------ Rows

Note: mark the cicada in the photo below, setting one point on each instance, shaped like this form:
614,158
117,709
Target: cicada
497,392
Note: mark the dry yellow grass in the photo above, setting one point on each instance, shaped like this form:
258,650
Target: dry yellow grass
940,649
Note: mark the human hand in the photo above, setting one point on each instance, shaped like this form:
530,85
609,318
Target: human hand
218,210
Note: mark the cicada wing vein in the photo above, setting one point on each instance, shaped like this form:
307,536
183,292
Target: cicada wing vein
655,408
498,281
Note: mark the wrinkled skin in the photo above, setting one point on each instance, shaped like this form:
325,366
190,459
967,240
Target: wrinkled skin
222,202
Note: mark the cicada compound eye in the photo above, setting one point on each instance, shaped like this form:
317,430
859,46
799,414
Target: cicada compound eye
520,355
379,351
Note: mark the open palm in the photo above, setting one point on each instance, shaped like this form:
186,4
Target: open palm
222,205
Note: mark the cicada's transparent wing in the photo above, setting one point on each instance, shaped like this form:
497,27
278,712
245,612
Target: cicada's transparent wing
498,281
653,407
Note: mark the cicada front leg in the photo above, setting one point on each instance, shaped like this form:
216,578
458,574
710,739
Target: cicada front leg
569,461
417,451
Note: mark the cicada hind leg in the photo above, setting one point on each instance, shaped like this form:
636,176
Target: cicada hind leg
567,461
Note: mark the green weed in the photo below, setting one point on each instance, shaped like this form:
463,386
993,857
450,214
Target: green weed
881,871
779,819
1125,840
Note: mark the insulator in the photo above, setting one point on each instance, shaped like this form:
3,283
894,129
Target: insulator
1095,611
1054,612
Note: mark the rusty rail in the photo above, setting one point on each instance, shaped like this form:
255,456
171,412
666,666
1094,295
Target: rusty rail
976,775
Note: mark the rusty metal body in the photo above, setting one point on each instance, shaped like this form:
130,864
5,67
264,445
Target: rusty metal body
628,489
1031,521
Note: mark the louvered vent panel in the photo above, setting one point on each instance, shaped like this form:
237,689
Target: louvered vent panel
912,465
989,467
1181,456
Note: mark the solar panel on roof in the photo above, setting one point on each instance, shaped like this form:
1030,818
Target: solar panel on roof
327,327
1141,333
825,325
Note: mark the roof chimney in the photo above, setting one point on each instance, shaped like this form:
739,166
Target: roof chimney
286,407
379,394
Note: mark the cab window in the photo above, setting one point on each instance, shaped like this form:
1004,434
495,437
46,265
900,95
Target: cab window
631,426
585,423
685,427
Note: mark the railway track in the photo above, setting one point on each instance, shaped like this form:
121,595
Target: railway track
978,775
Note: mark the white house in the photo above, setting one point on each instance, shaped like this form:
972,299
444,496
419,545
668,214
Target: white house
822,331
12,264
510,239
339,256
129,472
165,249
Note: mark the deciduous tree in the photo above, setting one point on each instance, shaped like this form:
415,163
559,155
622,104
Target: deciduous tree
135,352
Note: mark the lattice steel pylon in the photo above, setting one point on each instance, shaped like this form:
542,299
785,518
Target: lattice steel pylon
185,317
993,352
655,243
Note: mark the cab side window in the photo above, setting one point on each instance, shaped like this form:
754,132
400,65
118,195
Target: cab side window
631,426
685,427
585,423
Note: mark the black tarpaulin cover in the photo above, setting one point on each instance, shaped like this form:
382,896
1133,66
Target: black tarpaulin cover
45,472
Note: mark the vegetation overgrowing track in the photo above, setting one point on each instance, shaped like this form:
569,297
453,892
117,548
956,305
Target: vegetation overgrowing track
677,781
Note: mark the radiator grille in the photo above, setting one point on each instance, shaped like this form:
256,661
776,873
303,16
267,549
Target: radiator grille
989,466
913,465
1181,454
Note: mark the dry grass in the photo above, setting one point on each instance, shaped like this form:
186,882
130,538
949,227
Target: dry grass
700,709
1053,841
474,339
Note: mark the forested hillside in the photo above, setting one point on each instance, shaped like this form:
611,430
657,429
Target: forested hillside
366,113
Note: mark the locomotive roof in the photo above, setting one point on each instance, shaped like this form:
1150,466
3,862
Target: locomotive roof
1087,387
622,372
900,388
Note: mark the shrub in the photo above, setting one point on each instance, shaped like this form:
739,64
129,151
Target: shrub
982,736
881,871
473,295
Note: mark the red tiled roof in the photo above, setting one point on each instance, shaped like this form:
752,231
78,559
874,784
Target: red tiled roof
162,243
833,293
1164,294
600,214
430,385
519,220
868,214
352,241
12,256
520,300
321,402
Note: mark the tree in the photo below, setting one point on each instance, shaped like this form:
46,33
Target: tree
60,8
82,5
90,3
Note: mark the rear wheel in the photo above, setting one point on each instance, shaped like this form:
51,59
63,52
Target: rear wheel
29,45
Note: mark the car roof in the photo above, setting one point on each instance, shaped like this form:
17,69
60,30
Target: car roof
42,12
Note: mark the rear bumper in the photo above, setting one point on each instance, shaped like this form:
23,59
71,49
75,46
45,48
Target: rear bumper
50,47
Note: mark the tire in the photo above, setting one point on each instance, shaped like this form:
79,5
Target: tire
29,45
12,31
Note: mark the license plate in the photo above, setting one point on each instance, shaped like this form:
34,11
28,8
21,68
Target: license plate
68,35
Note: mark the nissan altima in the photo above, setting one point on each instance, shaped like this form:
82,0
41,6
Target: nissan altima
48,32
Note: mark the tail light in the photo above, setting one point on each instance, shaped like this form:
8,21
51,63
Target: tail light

------------

*What this task involves:* Repeat all of the records above word for word, line by line, changing nothing.

*Exercise output:*
Note: mark the cicada in the photo below, setting one point on each instance, shaped like this form:
614,158
117,709
Target: cicada
497,392
Note: mark the dry yellow grass in the photo above, setting one point on each instance, shaped like this form:
258,650
Target: dry yellow grass
940,649
Note: mark the human hand in the photo above, setting one point on each instance, shaped like this form:
530,85
609,318
Target: human hand
218,210
Note: mark the cicada wing vein in the photo above, setting one point on each instance, shaped like this form:
307,536
183,292
Target: cicada wing vein
655,408
498,281
Note: mark the wrinkled skin in the photo above, setting one point on each instance, shaped like this form:
325,366
190,459
967,240
Target: wrinkled skin
222,202
Note: mark the cicada compound eye in the photo above, setting one point on each instance, shaped like this form:
317,430
859,46
799,414
Target: cicada compound eye
520,355
379,351
Note: mark the open palm in the photo above, setting one point on each instance, shaped like this form:
186,4
Target: open palm
222,205
Note: mark the cicada's transparent wing in the photo above, setting one point on each instance, shaped like this form:
497,27
278,712
245,612
Target: cicada's transparent wing
498,281
653,407
Note: mark the cicada front leg in the photo above, setting one point on each instance, shaped like this form:
216,578
458,574
710,739
Target: cicada front leg
569,461
417,451
Note: mark the cicada hind leg in the photo above, setting one point on each instance, shaped like this form:
636,176
Target: cicada hind leg
567,461
Note: mark the green weed in the photo below, setting one point on each instance, shaped like this form:
463,386
993,857
450,214
Target: green weed
881,871
779,819
1125,840
Note: mark the insulator in the photo above, setting one point on each instance, shaped like this form:
3,283
894,129
Target: insulator
1095,611
1054,612
Note: mark the rusty rail in the photo above, setting one point on each instance, shaped like this form:
255,456
171,412
666,666
1094,295
Target: rusty rail
976,775
Note: mark the rusty metal body in the photo above, setting one point on each instance, shaped like this form:
130,864
5,67
264,445
Target: rusty metal body
628,489
1031,521
Note: mark the louvered vent panel in the photo above, setting one point on each instance, shaped like this form:
237,689
Target: louvered vent panel
912,465
989,467
1181,456
Note: mark the solar panel on roof in the photo above, setting one point on each instance, shaped like this form:
1030,818
Target: solar panel on roof
327,327
1141,333
825,325
Note: mark the roof chimney in the photo above, setting one point on each instance, shaped like this form:
739,166
Target: roof chimney
286,407
379,394
Note: mark the cab window in the photo above, setting one point on each instance, shaped like this form:
1004,434
495,437
46,265
900,95
Target: cab window
631,426
585,423
685,427
Note: mark the railway track in the photo above, setting one point on each instance, shaped like this form:
121,595
Target: railway track
978,775
Note: mark the white house in the photo above, setting one point on each instance, shaped like this form:
972,299
444,496
419,545
668,214
Target: white house
822,331
12,264
510,239
339,256
129,472
165,249
Note: mark the deciduous tree in the photo above, setting one point on each instance, shaped like this form:
415,163
559,155
622,104
Target: deciduous tree
135,352
Note: mark the lattice steel pylon in the photo above, setting one point on each instance, shaped like this form:
542,299
785,518
Target: lattice steel pylon
185,317
993,352
655,243
Note: mark the cab side window in the photo above, setting one point on each instance, shaped like this form:
754,132
400,65
118,195
Target: cab side window
631,426
685,427
585,423
Note: mark the black tarpaulin cover in the photo above, setting one point on each instance, shaped like this form:
382,896
1133,66
Target: black tarpaulin cover
45,472
Note: mark the vegetation overgrowing track in the photo above, setting one point on each instance, shaped like this form:
569,297
453,892
117,548
956,305
Target: vegetation overgrowing track
677,781
Note: mark the radiator grille in the photo above, setting one point on each instance, shaped like this form:
256,661
776,873
303,16
267,549
Target: radiator grille
989,466
913,465
1181,454
Note: mark the dry grass in the photo above, setting one point on each instance, shaped like this form:
186,882
130,538
949,227
Target: dry grass
700,709
1053,841
474,339
Note: mark the forested hillside in the photo above, setting one point on each instance, shaped like this form:
611,430
657,429
Target: forested hillside
366,113
Note: mark the locomotive roof in the photo above, setting one point on each instance, shaped like this form:
1150,466
3,862
Target: locomotive roof
1087,387
622,372
900,388
Note: mark the shrub in the photo above, setting one point on each instance, shaped like this form:
739,64
129,151
Target: shrub
982,736
881,871
473,295
Note: mark the red tiled roof in the photo above, setting one point on each instance, shaped like this form:
752,231
78,559
874,784
Target: red tiled roof
162,243
833,293
1164,294
600,214
430,385
519,220
868,214
352,241
12,256
520,300
321,402
Note: mark the tree in the photo below, setting one point on each instance, shaped like this form:
46,33
Target: tree
60,8
82,5
90,3
Note: mark the rear wheel in the photo above, setting one point on each instance, shaped like this form:
51,59
63,52
Target: rear wheel
29,45
Note: mark the car roof in the photo above, setting one point on each instance, shaped like this form:
17,69
60,30
Target: car roof
42,12
Note: mark the rear bumper in the photo above, setting one point on each instance, shaped like this form:
23,59
71,49
75,46
45,48
Target: rear bumper
50,47
Note: mark the tire in the photo above, setting one point on each instance, shaped like this form:
79,5
Target: tire
29,45
12,31
Note: mark the license plate in the photo above, setting one point on each instance, shaped like this form:
34,11
28,8
21,68
Target: license plate
68,35
Note: mark the nissan altima in the photo above, setting one point on each instance, shaped like this form:
82,0
41,6
Target: nissan altima
48,32
Note: mark the tail light in the photo above, setting one point on each instance, shaped like this form:
8,21
51,63
Target: tail light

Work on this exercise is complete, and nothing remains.